## PROBLEM STATEMENT
Can you pull the stretch of the motivation lecture notes below from "Mind comprised of" to "objects or events.", copying it word for word?

Chapter 2:
Historical & Metatheoretical Perspectives on Motivation
Notes from class textbook:

Pintrich, P.R., & Schunk, D.H. (1996). Motivation in Education: Theory, Research, & Applications. Englewood Cliff, NJ: Prentice Hall.

Behavioral Theories

View motivation as a change in the rate, frequency of occurrence, or form of behavior

Function of environmental events and stimuli

Reinforcing consequences make behavior more likely to occur

Punishing consequences make behavior less likely to occur


Cognitive Theories

Stress mental structures and the processing of information and beliefs

View motivation is an internal process -- we cannot observe it directly

Disagree on which specific processes are important

Processes: attributions, perceptions of competence, values, affects, goals, social comparisons


Early Views of Motivation

Volition/Will

Instincts


Volition/Will

Mind comprised of knowing (cognition), feeling (emotion), and willing (motivation)

Wundt introduced method of introspection -- required subjects to verbally report their immediate experiences following exposure to objects or events.

Is volition an independent process or a by-product of other mental processes?


Volition according to Wundt

A central, independent factor in human behavior

Presumably accompanies such processes as sensation, perception, attention, and formation of mental associations

Helps translate our thoughts and feelings into action


Freud’s Theory

Motivation is psychical energy

Forces within the individual are responsible for behavior

"Moving force"

Psychical energy builds up and develops when needs exist

Energy can be repressed


Conditioning Theories

Connectionism

Classical conditioning

Operant conditioning


Connectionism

Thorndike (1913)

Learning involves formation of associations (connections) between sensory experiences (perceptions of stimuli or events) & neural impulses that manifest themselves behaviorally

Law of Effect is central principal


Law of Effect

When a modifiable connection between a situation and a response is made and is accompanied by a satisfying state of affairs, that connection’s strength is increased.

## RECORD EXTRACTS
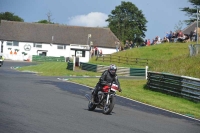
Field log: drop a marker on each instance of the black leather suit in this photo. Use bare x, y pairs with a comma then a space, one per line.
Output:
105, 79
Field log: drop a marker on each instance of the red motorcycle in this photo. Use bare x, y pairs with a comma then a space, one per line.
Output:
105, 99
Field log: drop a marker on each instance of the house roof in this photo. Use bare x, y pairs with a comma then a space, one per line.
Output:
190, 28
62, 34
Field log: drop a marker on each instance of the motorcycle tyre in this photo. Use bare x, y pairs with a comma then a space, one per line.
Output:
91, 106
111, 106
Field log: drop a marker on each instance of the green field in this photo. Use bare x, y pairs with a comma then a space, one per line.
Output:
170, 58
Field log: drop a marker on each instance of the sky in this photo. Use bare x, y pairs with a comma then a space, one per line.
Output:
162, 15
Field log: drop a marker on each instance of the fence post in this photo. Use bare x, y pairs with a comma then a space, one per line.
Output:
74, 62
146, 69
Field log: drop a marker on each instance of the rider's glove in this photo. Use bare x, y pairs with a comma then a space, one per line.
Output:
108, 84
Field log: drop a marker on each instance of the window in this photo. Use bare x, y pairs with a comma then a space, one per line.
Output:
15, 43
61, 46
37, 45
9, 43
12, 43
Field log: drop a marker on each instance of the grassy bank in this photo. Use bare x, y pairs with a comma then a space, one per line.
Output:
171, 58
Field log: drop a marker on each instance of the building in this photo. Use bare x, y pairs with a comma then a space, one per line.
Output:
21, 40
190, 28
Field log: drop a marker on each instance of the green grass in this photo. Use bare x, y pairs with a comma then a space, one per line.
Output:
134, 89
170, 58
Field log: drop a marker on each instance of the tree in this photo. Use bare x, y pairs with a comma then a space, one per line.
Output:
49, 21
178, 26
191, 12
127, 22
10, 17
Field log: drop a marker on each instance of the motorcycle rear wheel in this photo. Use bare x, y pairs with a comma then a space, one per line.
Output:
91, 106
107, 109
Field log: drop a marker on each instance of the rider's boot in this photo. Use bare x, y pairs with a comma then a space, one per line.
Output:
94, 96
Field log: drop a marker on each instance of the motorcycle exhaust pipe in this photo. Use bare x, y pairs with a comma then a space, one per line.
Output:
88, 97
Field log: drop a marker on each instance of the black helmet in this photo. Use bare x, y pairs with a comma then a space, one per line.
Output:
112, 69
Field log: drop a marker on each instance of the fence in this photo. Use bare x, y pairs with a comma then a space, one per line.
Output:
123, 71
47, 58
70, 65
121, 59
182, 86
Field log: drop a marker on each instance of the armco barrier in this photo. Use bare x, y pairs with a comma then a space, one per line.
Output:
47, 58
120, 70
186, 87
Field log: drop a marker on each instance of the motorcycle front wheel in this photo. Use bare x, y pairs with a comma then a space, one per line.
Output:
109, 107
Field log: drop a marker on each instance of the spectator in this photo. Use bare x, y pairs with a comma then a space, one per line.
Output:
117, 44
191, 36
126, 45
148, 42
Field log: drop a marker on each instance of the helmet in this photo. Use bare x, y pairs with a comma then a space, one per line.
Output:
112, 69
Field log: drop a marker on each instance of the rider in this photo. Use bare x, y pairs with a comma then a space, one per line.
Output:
107, 78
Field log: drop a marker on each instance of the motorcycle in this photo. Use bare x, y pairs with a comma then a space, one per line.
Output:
105, 99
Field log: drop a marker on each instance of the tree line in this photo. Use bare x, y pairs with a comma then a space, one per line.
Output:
126, 21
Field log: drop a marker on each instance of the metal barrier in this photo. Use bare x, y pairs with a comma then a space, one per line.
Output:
123, 71
183, 86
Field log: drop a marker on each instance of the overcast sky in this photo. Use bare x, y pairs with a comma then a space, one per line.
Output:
162, 16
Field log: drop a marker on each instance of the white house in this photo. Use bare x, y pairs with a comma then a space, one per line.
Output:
20, 40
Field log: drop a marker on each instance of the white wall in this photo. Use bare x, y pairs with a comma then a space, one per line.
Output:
52, 51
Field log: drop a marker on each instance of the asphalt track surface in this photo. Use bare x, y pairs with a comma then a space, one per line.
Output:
36, 104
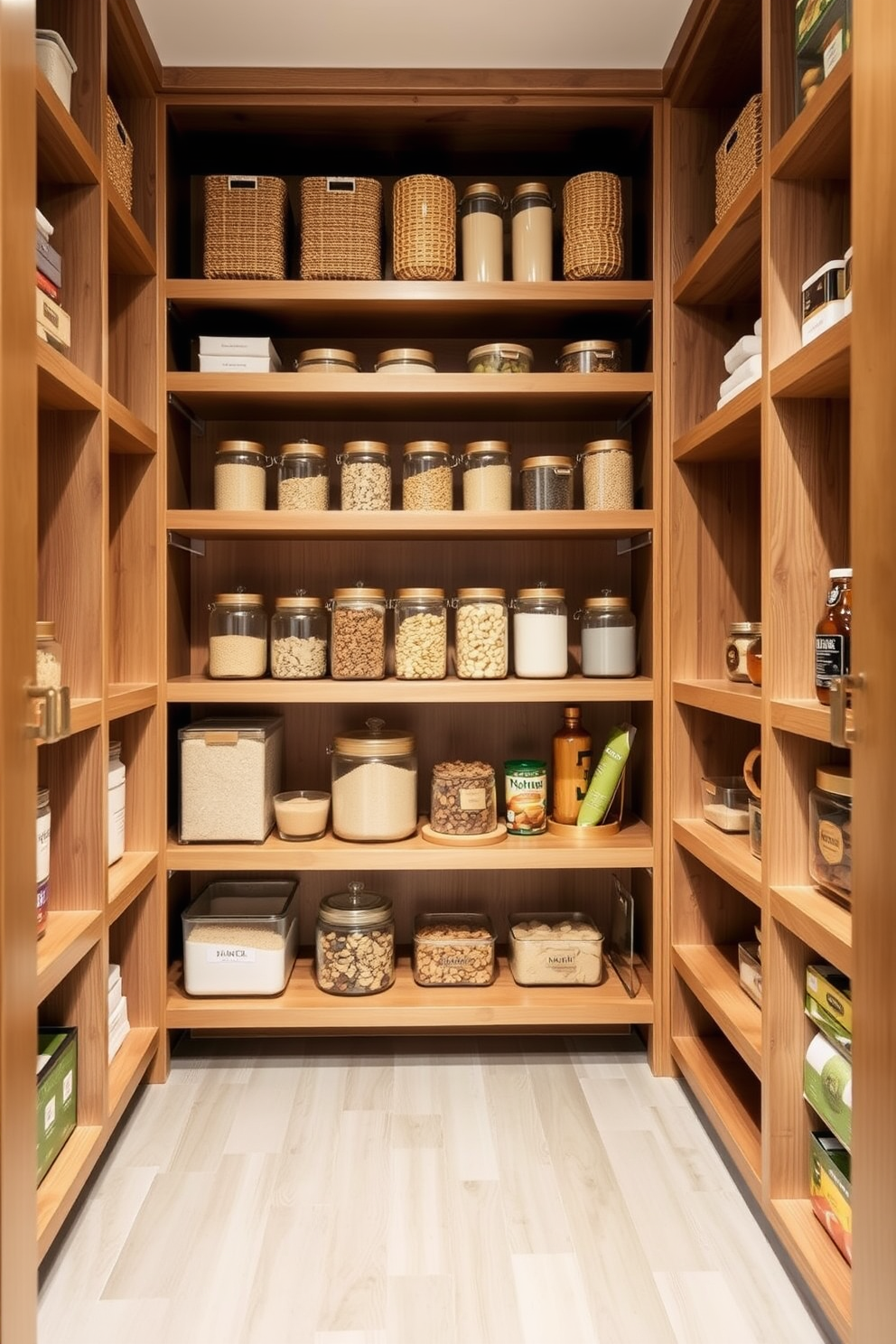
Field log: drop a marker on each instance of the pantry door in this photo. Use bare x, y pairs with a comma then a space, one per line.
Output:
873, 655
18, 753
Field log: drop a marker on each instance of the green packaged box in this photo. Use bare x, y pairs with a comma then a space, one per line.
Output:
57, 1092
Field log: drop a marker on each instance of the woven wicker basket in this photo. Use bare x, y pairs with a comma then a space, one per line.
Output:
424, 228
245, 228
341, 226
120, 154
738, 156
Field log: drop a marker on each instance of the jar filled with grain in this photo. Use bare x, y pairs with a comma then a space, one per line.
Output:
366, 476
488, 477
239, 475
355, 942
481, 635
298, 639
421, 635
237, 636
303, 477
374, 771
607, 475
427, 476
358, 635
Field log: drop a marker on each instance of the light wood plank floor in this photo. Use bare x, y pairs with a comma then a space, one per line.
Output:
415, 1192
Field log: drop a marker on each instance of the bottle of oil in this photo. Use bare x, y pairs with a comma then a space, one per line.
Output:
571, 766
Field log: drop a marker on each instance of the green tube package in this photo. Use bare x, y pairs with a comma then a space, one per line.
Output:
605, 781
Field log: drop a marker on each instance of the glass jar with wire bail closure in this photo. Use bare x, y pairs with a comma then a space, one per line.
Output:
427, 481
366, 476
237, 635
298, 639
421, 635
303, 476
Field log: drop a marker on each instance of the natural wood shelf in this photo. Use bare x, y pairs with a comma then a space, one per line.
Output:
61, 385
730, 1096
502, 1005
131, 253
128, 878
352, 526
819, 922
452, 690
65, 1181
712, 977
727, 265
63, 152
733, 699
816, 1257
338, 397
817, 144
70, 936
727, 855
730, 434
630, 848
819, 369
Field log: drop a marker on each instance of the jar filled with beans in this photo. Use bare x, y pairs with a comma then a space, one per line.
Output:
298, 639
481, 633
358, 635
366, 476
427, 476
303, 477
421, 635
607, 475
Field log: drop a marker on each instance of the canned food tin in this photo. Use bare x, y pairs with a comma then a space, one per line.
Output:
526, 785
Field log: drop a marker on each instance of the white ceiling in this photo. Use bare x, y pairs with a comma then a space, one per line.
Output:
458, 33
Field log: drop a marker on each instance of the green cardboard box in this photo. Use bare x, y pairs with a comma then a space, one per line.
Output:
57, 1092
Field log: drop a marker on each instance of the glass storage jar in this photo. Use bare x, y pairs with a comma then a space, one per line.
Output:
531, 230
547, 482
298, 639
239, 475
607, 475
374, 773
237, 636
303, 477
482, 233
421, 635
488, 477
358, 635
366, 476
540, 632
355, 942
481, 635
607, 636
427, 476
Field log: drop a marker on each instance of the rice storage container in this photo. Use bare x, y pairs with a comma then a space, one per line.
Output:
229, 776
240, 937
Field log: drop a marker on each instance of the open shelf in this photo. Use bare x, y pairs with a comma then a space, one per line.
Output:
502, 1005
711, 974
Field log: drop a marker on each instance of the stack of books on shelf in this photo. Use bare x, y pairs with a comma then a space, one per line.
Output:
118, 1024
54, 324
238, 355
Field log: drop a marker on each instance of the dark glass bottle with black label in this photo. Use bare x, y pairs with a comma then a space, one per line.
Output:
832, 633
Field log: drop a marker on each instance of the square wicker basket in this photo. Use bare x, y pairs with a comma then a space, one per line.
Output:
738, 156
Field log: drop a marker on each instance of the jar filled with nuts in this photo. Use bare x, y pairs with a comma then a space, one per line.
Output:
303, 477
427, 476
366, 476
421, 635
298, 639
481, 635
358, 635
355, 942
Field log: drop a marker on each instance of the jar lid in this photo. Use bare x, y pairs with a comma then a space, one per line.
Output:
835, 779
355, 908
374, 740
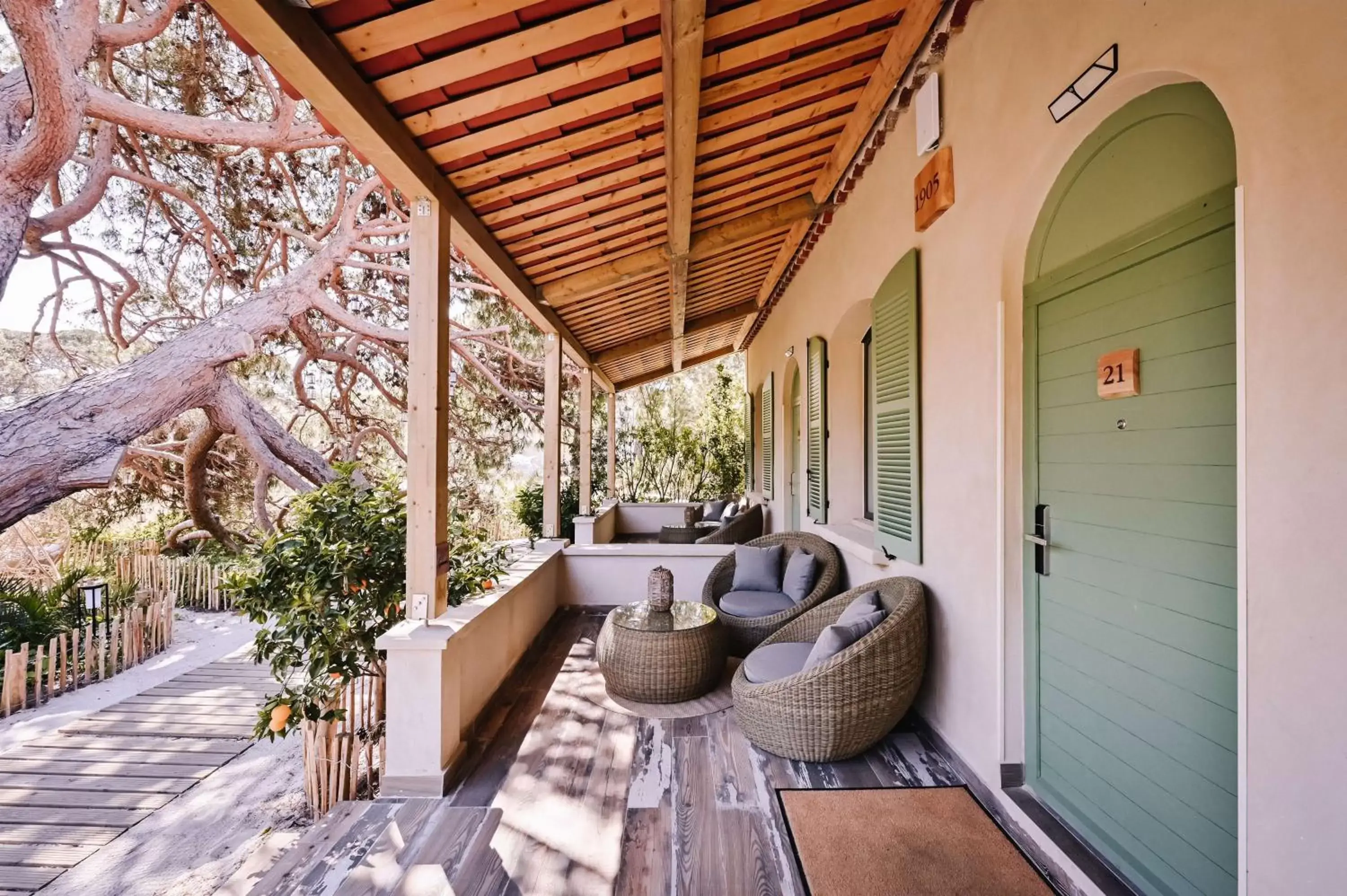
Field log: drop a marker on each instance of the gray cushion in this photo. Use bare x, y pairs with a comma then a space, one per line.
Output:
863, 606
757, 569
771, 662
840, 637
753, 604
799, 576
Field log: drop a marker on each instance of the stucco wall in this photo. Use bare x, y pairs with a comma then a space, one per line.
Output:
1277, 70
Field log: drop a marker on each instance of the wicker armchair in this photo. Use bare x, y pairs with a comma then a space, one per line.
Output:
748, 632
846, 705
741, 530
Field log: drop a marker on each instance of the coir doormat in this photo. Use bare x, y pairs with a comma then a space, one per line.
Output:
904, 841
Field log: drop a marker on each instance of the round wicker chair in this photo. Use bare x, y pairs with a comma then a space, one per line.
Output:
748, 632
846, 705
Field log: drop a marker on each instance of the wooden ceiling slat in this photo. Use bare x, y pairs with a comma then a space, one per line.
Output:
775, 103
547, 120
514, 48
568, 170
577, 190
405, 27
829, 105
555, 150
561, 216
547, 236
799, 35
593, 237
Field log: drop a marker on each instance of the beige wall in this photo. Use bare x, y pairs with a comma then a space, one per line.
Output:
1277, 70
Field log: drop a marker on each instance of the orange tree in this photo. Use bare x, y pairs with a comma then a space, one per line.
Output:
330, 583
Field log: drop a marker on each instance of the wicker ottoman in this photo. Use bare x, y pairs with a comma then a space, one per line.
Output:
662, 658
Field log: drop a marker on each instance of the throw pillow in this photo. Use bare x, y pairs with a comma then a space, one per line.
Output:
840, 637
863, 606
757, 569
799, 576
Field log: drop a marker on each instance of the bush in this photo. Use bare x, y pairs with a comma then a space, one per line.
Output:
528, 509
332, 583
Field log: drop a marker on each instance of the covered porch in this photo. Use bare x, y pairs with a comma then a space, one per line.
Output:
1132, 602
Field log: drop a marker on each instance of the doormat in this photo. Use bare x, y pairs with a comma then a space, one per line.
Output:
904, 841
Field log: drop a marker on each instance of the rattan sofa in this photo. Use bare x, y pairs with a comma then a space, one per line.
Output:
743, 529
748, 632
848, 704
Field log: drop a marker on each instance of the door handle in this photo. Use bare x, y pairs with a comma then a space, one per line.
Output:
1040, 538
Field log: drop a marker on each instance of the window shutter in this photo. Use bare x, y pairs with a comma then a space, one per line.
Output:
817, 438
767, 413
748, 442
898, 434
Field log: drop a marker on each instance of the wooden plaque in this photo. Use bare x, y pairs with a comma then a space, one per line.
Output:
1118, 373
934, 189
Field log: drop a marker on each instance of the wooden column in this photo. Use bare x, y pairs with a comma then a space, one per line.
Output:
427, 413
586, 460
612, 445
553, 438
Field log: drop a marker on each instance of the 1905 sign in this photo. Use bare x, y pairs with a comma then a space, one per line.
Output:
934, 189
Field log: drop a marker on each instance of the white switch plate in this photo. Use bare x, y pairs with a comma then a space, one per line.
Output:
929, 114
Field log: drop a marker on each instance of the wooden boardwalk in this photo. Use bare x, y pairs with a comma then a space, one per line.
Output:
565, 797
65, 795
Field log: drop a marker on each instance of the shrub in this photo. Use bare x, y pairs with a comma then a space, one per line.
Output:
332, 583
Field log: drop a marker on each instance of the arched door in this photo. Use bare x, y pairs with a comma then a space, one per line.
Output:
1131, 603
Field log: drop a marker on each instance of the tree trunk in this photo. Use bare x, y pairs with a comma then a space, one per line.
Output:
73, 438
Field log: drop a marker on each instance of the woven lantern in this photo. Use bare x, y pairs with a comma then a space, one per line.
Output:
660, 596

## SOLUTION TO THE PROBLEM
Mind comprised of knowing (cognition), feeling (emotion), and willing (motivation)

Wundt introduced method of introspection -- required subjects to verbally report their immediate experiences following exposure to objects or events.